> _GOALS_
**A)** Reproduce the stretch of the tornado discussion from "Good question. Since" through "to accept it." word for word.
**B)** Pick up the tornado discussion after its final sentence and carry it forward.

REPLY: Thanks Eric. The people there that ran the show often were more slaves to format than to content. If you noticed what I said on the air, you can imagine what I said afterwards. For the record, if we have tornadoes and thunderstorms threatening lives and property, I don’t give a rats ass if the commercial break gets pushed back or the sports guy has to drop a story. Public service trumps format every day of the week and twice on Sundays. – Anthony
So we have had years before all this warming that produced a lot of funnel clouds. We were told warming would increase it.
How much do wind turbine farms interfere with weather radar in the Midwest?
I have always wondered why in the world do those people affected every year by tornadoes do not build their homes out of concrete and aerodynamically shaped so as to withstand those wind forces. Why? Or is it part of the game to pay insurances to rebuild houses every time?
I was there in Cincinnati [4 April 1974] . My wife was a school teacher and I went to get her.
The radio plotted out the course of a huge funnel cloud and I was directly in it’s path. I was just passing an apartment building.
I took a right turn and went to my wife’s school and hid in an inside room along with the principal. When the storm was over we went past the apartment building I referred to earlier and it had no roof.
That night was just as scary. We heard roaring like a freight train a couple of times and golf ball size hail which I am told is quite normal in a tornado.
I remember driving up to Xenia Ohio a day or 2 later. It looked like it had been carpet bombed.
REPLY:We were only miles apart. I can remember the live remote video on WCPO channel 9 (perhaps the first ever of its kind) of the tornado as it crossed the Ohio river at Addyston. I can remember Al Schottelkotte looking like the world had ended and with some hint of fear in his voice. That day, and the television that surrounded it, had a profound effect on me. – Anthony
Cheers to Mike for saving so many lives and pioneering exact storm warnings!
@ur momisugly Enneagram says:
June 8, 2010 at 11:29 am
I have always wondered why in the world do those people affected every year by tornadoes do not build their homes out of concrete and aerodynamically shaped so as to withstand those wind forces. Why? Or is it part of the game to pay insurances to rebuild houses every time?
Good question. Since I live in the middle of “Dixie Alley”, which has more tornadoes per year (average) than any other part of the US, I’ll try to tell you why I live here in one of those non-concrete, non-aerodynamic, homes. Because this land we live on has been in the family for over 100 years. Because of the cost. Because of regional design culture. Because of a understanding of the risk and a willingness to accept it.
For those same reasons people in flood zones don’t build to accommodate flooding in many cases, or we build homes on the slopes of volcanoes that won’t withstand an eruption, build a brick house on a fault line, or live in the middle of a mega city that depends on a monstrous flow of inputs and outputs to exist as a habitable zone at all. And so on.

> _PROVIDED INFORMATION_
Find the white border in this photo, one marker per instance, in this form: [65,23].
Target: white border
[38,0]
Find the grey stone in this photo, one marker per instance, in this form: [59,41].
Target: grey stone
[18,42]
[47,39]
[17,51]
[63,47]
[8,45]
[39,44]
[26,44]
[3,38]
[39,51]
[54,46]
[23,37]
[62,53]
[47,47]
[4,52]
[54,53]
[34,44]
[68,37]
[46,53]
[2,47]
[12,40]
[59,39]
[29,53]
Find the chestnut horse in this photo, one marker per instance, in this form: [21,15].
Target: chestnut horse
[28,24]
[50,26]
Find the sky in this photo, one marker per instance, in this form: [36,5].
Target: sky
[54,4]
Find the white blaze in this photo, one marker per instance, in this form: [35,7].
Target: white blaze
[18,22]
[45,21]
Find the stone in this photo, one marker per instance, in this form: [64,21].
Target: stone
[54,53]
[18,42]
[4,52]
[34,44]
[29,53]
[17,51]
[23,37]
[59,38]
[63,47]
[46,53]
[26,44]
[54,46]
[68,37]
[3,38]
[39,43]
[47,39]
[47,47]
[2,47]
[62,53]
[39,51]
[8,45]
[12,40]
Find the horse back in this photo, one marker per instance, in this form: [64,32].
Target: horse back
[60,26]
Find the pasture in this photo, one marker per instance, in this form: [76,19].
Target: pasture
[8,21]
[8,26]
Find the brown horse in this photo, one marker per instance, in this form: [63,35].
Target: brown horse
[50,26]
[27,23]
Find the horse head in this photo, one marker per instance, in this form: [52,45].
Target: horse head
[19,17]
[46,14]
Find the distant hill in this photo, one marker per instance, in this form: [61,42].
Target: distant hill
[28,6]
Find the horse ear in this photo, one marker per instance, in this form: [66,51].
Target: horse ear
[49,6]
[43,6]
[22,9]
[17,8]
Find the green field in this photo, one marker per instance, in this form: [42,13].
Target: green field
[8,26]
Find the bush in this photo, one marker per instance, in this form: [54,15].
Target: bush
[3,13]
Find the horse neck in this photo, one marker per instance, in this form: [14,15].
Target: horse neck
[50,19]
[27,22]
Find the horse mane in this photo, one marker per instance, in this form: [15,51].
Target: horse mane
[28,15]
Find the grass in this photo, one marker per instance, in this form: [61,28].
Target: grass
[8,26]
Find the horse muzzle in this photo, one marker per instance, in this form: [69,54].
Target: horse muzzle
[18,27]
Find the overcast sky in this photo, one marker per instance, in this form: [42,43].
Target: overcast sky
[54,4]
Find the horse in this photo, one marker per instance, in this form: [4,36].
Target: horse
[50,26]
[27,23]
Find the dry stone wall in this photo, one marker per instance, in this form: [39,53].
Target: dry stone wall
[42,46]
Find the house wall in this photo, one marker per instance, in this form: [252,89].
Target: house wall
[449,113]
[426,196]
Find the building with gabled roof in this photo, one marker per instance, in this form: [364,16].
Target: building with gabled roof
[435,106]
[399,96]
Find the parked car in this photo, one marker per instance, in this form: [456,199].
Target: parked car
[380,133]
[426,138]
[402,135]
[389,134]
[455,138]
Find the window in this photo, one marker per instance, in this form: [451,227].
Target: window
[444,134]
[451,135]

> _ANSWERS FOR THIS EXERCISE_
**A)**
Good question. Since I live in the middle of “Dixie Alley”, which has more tornadoes per year (average) than any other part of the US, I’ll try to tell you why I live here in one of those non-concrete, non-aerodynamic, homes. Because this land we live on has been in the family for over 100 years. Because of the cost. Because of regional design culture. Because of a understanding of the risk and a willingness to accept it.

**B)**
People have an innate sense of risk, and even tho they may not understand the mathematics and logic of formal risk assessment, we more often than not make the right choices. If we made the wrong choices more often, we would still be living in caves. Finally, this rock is inherently unsafe, chaotic, and presents all life with a daily battle to the death. In spite of this, we persevere, and thrive. Go figger. 🙂
Enneagram said on June 8, 2010 at 11:29 am:
Why not just cut to the chase and build underground homes? Saves the hassle of running to an underground tornado shelter. Better have at least three major entryways to allow for the possibility of blockage by some windswept lightweight wreckage like a Honda Civic.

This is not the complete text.